Não exatamente uma crise humanitária

Isso é mais ou menos o que está acontecendo atualmente com os haitianos que pedem asilo no Canadá.

Eles não estão fugindo de uma uma guerra. Eles não tem estão fugindo de uma epidemia. Eles não estão fugindo de uma catástrofe natural. Eles não estão fugindo de um regime político que ameaça e os persegue. E além de tudo, a vida deles não estaria em perigo se eles retornassem ao seu país de origem.

Eles não querem mais retornar ao Haiti e preferem viver no Canadá.

Quem pode criticá-los?

Você acha que Dany Laferrière estaria pronto a deixar os salões climatizados da Academia Francesa para voltar a viver em Port-au-Prince? E o que dizer de sua Majestade Michaëlle Jean? Certamente que não, e eu não os culpo! Eu provavelmente faria a mesma coisa.

Voltar para o Haiti? Não, obrigado!

Para aqueles que perderam o bonde da história, vamos voltar ao começo, quando essa “crise” começou.

Depois de um terremoto que devastou o Haiti em 2010, Barack Obama assinou um estatuto de proteção temporária àqueles que solicitassem asilo. Esse estatuto lhes permitiria viver e trabalhar legalmente (temporariamente! Lembre-se disso) nos Estados Unidos.

Há cerca de 3 meses, Donald Trump anunciou que estaria revogando esse estatuto especial aos refugiados haitianos em janeiro, afirmando que eles já poderiam retornar ao seu país visto que a situação por lá já estaria “estabilizada” (o que de fato é verdade).

### Listagem fornecida
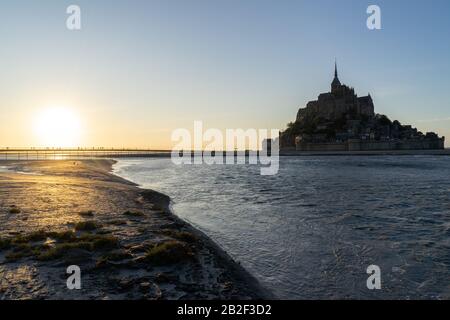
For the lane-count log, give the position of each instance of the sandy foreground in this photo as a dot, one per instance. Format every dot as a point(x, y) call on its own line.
point(125, 240)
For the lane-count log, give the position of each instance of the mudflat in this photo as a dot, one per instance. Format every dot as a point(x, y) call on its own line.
point(125, 240)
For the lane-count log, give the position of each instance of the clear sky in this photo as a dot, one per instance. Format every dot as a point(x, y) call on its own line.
point(140, 69)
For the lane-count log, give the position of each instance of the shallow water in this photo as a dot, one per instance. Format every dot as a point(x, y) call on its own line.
point(312, 230)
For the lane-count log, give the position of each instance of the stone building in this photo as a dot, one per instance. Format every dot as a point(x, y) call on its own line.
point(339, 120)
point(339, 101)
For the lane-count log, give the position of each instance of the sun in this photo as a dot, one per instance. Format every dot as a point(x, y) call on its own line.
point(58, 127)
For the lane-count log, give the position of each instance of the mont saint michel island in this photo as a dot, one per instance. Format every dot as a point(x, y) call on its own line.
point(339, 120)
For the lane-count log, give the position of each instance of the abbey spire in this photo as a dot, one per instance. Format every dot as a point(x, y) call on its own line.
point(336, 83)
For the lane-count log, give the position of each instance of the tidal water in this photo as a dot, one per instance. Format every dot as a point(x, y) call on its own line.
point(312, 230)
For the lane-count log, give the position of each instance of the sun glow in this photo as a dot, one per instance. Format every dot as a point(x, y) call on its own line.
point(58, 127)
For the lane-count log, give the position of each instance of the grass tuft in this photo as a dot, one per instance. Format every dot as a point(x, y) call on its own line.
point(133, 213)
point(181, 235)
point(87, 214)
point(86, 225)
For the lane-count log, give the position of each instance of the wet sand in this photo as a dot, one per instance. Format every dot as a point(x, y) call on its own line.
point(125, 240)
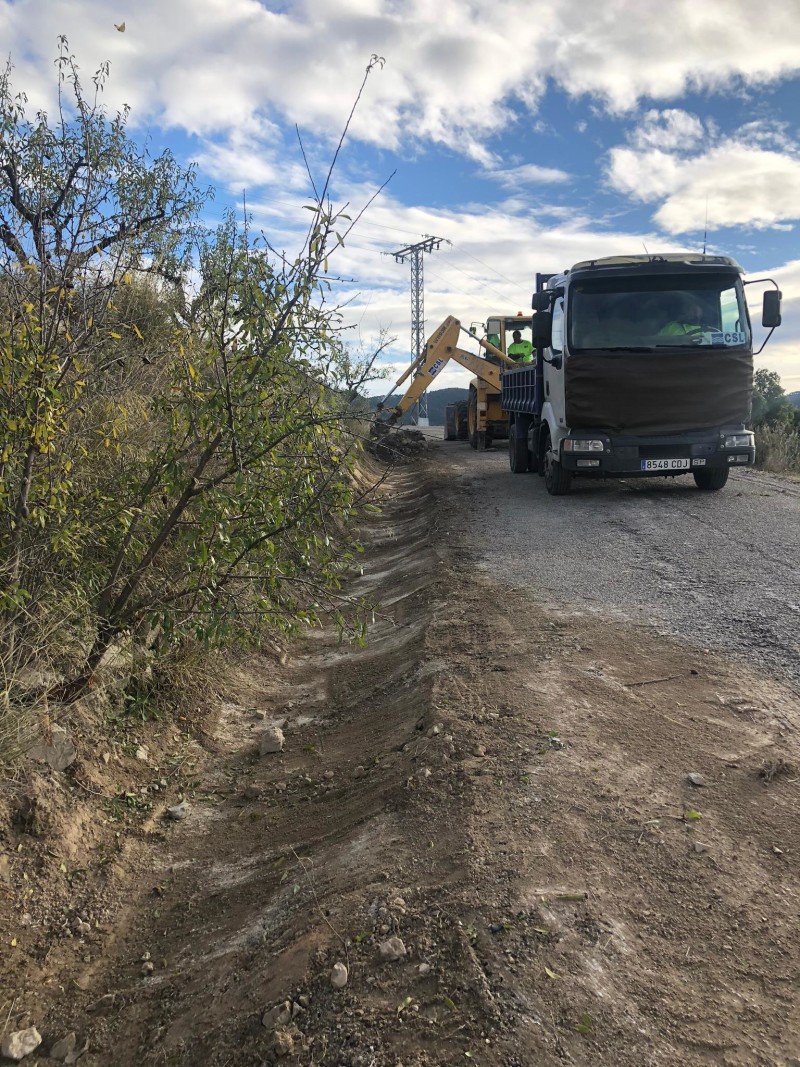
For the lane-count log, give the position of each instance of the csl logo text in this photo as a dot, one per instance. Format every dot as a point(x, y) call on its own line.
point(729, 338)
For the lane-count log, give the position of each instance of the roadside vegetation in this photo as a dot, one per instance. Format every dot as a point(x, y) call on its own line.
point(177, 423)
point(776, 420)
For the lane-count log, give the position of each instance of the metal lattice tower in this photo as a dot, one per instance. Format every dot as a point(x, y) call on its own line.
point(414, 254)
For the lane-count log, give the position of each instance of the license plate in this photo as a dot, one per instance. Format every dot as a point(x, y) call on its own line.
point(665, 464)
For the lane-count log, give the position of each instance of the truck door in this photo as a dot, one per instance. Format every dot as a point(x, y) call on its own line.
point(554, 376)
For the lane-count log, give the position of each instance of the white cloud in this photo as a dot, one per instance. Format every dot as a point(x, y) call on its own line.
point(670, 130)
point(526, 174)
point(737, 180)
point(452, 70)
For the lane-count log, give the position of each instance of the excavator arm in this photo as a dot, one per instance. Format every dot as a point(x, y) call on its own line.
point(442, 347)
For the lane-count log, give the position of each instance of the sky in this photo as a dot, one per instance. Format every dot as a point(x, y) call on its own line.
point(527, 134)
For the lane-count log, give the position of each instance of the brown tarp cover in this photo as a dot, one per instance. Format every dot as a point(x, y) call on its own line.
point(658, 393)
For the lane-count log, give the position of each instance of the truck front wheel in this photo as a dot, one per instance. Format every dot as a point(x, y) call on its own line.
point(557, 480)
point(712, 479)
point(518, 456)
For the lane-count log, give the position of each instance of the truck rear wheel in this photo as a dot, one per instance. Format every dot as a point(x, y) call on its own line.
point(713, 479)
point(518, 455)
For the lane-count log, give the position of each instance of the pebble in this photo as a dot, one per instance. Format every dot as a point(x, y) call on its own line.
point(62, 1049)
point(392, 950)
point(20, 1044)
point(284, 1044)
point(277, 1016)
point(271, 741)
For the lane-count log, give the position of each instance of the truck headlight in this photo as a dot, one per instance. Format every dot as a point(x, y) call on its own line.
point(581, 445)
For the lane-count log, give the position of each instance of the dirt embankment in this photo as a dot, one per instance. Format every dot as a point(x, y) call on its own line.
point(496, 794)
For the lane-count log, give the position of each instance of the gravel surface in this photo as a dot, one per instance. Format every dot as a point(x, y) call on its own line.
point(716, 569)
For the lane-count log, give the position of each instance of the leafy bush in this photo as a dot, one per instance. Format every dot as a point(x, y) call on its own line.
point(174, 462)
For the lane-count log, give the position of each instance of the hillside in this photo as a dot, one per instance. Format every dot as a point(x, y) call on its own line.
point(437, 400)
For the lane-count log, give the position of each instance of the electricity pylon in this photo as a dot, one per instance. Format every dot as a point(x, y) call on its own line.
point(414, 253)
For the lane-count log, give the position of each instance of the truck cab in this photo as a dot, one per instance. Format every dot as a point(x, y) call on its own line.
point(644, 368)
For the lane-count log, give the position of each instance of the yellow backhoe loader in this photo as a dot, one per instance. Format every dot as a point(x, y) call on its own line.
point(485, 419)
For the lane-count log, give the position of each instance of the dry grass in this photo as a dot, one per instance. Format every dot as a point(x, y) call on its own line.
point(777, 449)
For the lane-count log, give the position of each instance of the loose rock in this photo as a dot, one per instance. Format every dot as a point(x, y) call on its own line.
point(277, 1016)
point(20, 1044)
point(284, 1044)
point(63, 1048)
point(392, 950)
point(271, 741)
point(60, 752)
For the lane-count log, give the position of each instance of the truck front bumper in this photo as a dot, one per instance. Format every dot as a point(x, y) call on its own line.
point(639, 457)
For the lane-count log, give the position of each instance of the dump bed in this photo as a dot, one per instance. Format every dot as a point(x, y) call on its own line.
point(518, 389)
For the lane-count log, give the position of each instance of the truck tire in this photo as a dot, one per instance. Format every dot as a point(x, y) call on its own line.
point(473, 418)
point(557, 480)
point(518, 455)
point(712, 480)
point(540, 460)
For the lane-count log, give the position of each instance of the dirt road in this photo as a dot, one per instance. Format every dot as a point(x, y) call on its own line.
point(495, 791)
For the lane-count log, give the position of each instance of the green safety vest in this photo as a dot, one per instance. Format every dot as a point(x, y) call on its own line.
point(522, 351)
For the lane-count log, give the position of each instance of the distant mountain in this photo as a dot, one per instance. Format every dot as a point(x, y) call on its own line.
point(437, 400)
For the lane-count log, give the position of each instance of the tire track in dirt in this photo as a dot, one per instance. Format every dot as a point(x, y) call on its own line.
point(501, 785)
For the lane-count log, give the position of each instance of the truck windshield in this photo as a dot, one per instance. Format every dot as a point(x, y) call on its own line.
point(671, 311)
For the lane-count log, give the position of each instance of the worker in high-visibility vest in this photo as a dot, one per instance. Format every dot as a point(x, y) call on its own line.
point(521, 351)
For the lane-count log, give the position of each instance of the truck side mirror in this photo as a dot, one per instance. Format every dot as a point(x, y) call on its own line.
point(542, 329)
point(771, 308)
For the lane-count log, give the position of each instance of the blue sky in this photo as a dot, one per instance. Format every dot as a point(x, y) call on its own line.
point(528, 133)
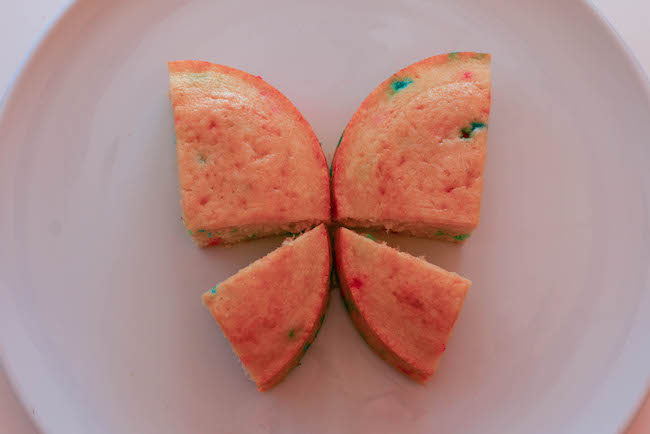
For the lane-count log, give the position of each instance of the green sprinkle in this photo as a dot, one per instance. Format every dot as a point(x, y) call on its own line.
point(401, 84)
point(466, 132)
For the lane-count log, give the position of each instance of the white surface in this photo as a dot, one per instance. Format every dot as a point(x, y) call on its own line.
point(101, 304)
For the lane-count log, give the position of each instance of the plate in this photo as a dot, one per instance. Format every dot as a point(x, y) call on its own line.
point(102, 329)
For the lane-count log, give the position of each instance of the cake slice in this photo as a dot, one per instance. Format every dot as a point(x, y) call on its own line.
point(411, 159)
point(272, 310)
point(249, 164)
point(403, 306)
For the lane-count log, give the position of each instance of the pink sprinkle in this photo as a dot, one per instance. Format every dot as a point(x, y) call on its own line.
point(356, 283)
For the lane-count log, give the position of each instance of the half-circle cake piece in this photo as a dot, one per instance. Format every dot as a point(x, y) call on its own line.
point(411, 159)
point(272, 310)
point(403, 306)
point(249, 164)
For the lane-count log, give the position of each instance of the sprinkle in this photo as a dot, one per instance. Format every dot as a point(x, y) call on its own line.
point(466, 132)
point(341, 138)
point(401, 84)
point(356, 283)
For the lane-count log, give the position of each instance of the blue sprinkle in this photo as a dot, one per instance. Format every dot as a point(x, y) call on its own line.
point(476, 125)
point(401, 84)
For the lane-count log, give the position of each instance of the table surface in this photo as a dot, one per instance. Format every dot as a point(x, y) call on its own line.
point(23, 23)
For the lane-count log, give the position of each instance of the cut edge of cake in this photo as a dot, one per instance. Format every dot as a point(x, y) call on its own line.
point(234, 234)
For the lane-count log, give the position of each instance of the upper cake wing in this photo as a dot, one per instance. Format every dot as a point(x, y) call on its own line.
point(249, 163)
point(411, 159)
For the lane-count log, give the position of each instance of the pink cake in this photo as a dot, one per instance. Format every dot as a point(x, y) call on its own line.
point(403, 306)
point(411, 159)
point(249, 164)
point(272, 310)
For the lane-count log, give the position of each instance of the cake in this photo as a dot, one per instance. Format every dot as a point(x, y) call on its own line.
point(272, 310)
point(249, 164)
point(411, 159)
point(404, 307)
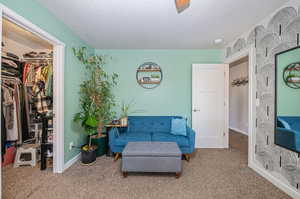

### Objetivo da tarefa
Liste todas as pessoas citadas pelo nome no trecho sobre os haitianos que pedem asilo no Canadá, na ordem em que aparecem.

### Solução do exercício
Dany Laferrière, Michaëlle Jean, Barack Obama, Donald Trump